* MATERIAL FOR THIS TASK *
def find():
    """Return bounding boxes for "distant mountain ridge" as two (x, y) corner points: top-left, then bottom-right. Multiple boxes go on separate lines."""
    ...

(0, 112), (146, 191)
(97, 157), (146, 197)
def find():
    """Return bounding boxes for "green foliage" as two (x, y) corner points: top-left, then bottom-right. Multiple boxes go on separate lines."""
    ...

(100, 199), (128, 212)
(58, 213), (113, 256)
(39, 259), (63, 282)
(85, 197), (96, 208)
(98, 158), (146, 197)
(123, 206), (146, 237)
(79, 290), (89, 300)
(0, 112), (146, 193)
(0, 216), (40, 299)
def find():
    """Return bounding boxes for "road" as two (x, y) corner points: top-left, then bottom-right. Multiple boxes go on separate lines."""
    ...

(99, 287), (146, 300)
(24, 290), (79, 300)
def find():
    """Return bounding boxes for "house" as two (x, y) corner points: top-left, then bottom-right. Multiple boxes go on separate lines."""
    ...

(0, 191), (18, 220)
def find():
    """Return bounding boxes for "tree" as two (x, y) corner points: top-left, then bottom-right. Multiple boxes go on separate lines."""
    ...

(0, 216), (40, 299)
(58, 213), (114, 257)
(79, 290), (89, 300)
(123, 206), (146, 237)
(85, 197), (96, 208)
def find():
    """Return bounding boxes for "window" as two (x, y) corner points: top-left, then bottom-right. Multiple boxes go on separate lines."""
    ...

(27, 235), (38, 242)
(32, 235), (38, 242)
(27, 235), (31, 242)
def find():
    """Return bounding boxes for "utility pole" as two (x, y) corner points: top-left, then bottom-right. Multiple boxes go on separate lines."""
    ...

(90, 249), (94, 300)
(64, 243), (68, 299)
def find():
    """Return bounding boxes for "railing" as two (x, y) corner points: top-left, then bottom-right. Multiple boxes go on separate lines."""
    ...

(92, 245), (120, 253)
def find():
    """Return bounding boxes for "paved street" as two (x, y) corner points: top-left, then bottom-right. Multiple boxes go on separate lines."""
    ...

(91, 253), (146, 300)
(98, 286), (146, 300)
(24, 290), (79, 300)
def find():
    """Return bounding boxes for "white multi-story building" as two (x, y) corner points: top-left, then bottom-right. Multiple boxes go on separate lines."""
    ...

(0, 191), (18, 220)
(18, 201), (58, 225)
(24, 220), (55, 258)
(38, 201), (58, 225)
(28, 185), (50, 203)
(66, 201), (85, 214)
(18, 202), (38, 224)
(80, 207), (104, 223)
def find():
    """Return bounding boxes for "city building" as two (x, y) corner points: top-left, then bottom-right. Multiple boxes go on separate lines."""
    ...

* WHAT IS EXPECTED *
Can you write out everything from the start of the entries down to and including the line containing "(97, 157), (146, 197)", with the requests, and raise every bounding-box coordinate by 76?

* RESULT OF THIS EXERCISE *
def find():
    """Return bounding boxes for "distant mountain ridge" as two (x, y) corner points: top-left, then bottom-right. Multiple boxes go on separate lines."""
    ...

(76, 188), (222, 267)
(173, 233), (222, 273)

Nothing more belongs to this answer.